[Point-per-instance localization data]
********

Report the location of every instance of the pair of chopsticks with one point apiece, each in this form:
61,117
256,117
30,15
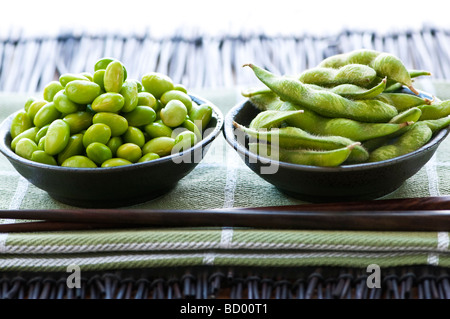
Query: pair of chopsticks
406,214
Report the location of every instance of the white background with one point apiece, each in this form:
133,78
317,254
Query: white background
164,17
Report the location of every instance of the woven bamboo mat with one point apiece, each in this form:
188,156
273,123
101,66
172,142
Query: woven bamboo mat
28,63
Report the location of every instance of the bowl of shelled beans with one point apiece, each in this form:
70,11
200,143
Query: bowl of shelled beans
100,139
352,128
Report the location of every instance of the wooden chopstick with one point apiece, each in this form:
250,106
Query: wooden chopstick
369,220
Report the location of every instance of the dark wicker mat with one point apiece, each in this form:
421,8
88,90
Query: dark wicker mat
214,283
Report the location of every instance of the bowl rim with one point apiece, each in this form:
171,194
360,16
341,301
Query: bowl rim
230,137
8,153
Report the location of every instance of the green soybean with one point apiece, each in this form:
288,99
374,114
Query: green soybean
25,148
413,139
82,92
29,133
98,132
201,115
435,110
177,95
79,161
358,74
323,102
129,91
20,123
117,123
113,162
46,115
98,152
134,135
108,102
148,157
293,138
63,104
159,145
130,152
40,156
145,98
74,147
78,121
66,78
157,83
57,137
51,89
158,129
114,77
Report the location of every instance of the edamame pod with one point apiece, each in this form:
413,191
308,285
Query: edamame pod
57,137
323,102
20,123
411,140
294,138
358,74
385,64
82,92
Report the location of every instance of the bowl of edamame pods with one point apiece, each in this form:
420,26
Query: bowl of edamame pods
354,127
99,139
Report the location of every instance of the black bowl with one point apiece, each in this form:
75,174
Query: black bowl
328,184
114,186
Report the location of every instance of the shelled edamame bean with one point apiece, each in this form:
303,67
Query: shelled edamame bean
104,119
356,98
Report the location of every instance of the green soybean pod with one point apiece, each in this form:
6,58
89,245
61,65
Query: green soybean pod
98,152
158,129
40,156
28,102
108,102
98,132
201,114
325,103
173,113
63,104
435,110
74,147
114,143
66,78
177,95
117,123
184,141
142,115
157,83
29,133
417,136
113,162
145,98
46,114
159,145
189,125
57,137
148,157
82,92
129,91
130,152
99,78
114,77
78,121
134,135
79,161
25,148
51,89
35,107
20,123
103,63
41,133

********

### AIM OF THE EXERCISE
Give back the entries verbatim. Do not include any picture.

### ANSWER SECTION
Report the location of every instance of the pair of chopsticks with one point apiece, each in this form:
61,117
256,117
30,15
Query: pair of chopsticks
406,214
Report the location of every instance of the white background with one point apiece, each in this form:
133,78
317,254
Query: white background
164,17
Report the location of every instance of the woven bamboo mat with one point apiece, each in this form:
188,156
273,123
101,66
172,142
Query: woven bamboo mat
28,63
Report the location of every instance of the bowl of shelled beans with one point apiece, each in this form:
70,11
200,143
Query: bowl of shelled beans
100,139
352,128
Report the location of every instance of the wooden chopstick with one point apiece, each in this form:
250,106
Query: wooden chopstick
369,220
Report the location of every instance of the dark wicker mat with one point apiece, each in this form:
421,8
88,90
Query: dark wicker mat
214,283
Report the location of every instance of the bowl rim with one point apiece, each in this form:
171,194
360,16
341,301
Query: bowl rim
230,137
8,153
Report the location of every instance of the green soybean with one point apiece, each in this form:
288,99
374,114
Query: green soybean
25,148
413,139
82,92
29,133
98,132
201,115
435,110
177,95
79,161
358,74
323,102
129,91
20,123
117,123
113,162
46,115
98,152
134,135
108,102
148,157
293,138
63,104
159,145
130,152
40,156
145,98
74,147
78,121
66,78
157,83
57,137
51,89
158,129
114,77
Report the location of every instance of the edamame pod with one point apiece, each in this form:
413,191
308,285
Query: edamame pod
57,137
323,102
20,123
411,140
294,138
358,74
385,64
82,92
Report the location of every instance of the bowl of edamame pods with one point apiece, each in this form:
420,26
Query: bowl of edamame pods
354,127
99,139
Report the location of every instance of the black bowl with one point apiece, each in this form:
75,174
Query: black bowl
328,184
114,186
Report the location of every instance of the shelled edamame bean with one point apiece, each in this form:
303,67
Query: shelled edamame bean
104,119
356,98
Report the location of every instance of the green soybean pod with one point apiece, each in this form:
6,58
89,245
61,65
Query: green soybean pod
98,152
158,129
40,156
28,102
108,102
98,132
201,114
325,103
173,113
63,104
435,110
74,147
114,143
66,78
177,95
117,123
184,141
142,115
157,83
29,133
417,136
113,162
145,98
46,114
159,145
189,125
57,137
148,157
82,92
129,91
130,152
99,78
114,77
78,121
134,135
79,161
25,148
51,89
35,107
20,123
103,63
41,133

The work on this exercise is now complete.